== Materials provided ==
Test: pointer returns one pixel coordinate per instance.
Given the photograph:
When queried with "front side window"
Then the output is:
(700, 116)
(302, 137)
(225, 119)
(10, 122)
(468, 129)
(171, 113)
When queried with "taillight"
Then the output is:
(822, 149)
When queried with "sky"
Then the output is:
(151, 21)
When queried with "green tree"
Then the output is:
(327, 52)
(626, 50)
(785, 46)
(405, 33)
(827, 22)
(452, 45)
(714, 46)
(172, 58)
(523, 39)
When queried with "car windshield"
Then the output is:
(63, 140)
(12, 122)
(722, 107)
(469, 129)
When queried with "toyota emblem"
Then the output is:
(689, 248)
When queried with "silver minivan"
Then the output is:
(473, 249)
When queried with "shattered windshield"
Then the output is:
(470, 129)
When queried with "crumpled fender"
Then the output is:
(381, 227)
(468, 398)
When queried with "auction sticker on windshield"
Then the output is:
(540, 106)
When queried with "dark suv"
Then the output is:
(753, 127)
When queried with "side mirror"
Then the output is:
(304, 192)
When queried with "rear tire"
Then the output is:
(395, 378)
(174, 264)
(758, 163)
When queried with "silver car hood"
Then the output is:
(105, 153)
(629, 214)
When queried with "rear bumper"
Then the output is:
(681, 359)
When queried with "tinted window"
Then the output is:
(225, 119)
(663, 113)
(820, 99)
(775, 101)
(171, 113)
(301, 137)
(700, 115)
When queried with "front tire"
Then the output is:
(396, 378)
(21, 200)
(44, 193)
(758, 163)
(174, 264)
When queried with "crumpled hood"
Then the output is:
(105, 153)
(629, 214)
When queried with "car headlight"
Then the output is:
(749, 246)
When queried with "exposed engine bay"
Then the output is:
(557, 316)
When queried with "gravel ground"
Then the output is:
===
*Work to be completed*. Restate all the material exactly, word for word.

*Expected answer*.
Test: pointer returns one pixel coordinate per instance.
Given the photograph:
When queried with "front side window"
Then the output is:
(700, 116)
(302, 137)
(225, 119)
(10, 122)
(468, 129)
(171, 113)
When queried with "taillight"
Then the output is:
(822, 149)
When queried with "sky"
Then the output is:
(151, 21)
When queried with "green tree"
Then the output is:
(327, 52)
(626, 50)
(785, 46)
(405, 33)
(827, 22)
(452, 45)
(714, 46)
(172, 58)
(523, 39)
When queried with "car windshield"
Then the output is:
(63, 140)
(12, 122)
(722, 107)
(469, 129)
When queried with "toyota emblem"
Then the output is:
(689, 248)
When queried with "silver minivan"
Then the output is:
(473, 249)
When queried with "shattered windshield"
Then the output is:
(470, 129)
When queried with "crumpled fender"
Then the output is:
(381, 227)
(468, 398)
When queried with "auction sticker on windshield"
Then the output is:
(540, 106)
When queried with "dark suv"
Then the output is:
(753, 127)
When queried with "side mirror"
Then the output is:
(304, 192)
When queried with "rear tire"
Then the output is:
(395, 378)
(174, 264)
(758, 163)
When queried with "silver car hood"
Then the output is:
(105, 153)
(629, 214)
When queried with "rear bumper"
Then the output is:
(681, 359)
When queried with "tinted window"
Then the output is:
(225, 119)
(663, 113)
(820, 99)
(775, 101)
(171, 113)
(301, 137)
(700, 115)
When queried with "front tire"
Then the output is:
(396, 378)
(21, 200)
(44, 193)
(758, 163)
(174, 264)
When queried with "crumpled hood"
Then the output is:
(105, 153)
(629, 214)
When queried with "car headlight"
Then the output is:
(749, 246)
When queried with "exposed engine bay"
Then the output is:
(557, 316)
When queried with "gravel ground"
Then the output is:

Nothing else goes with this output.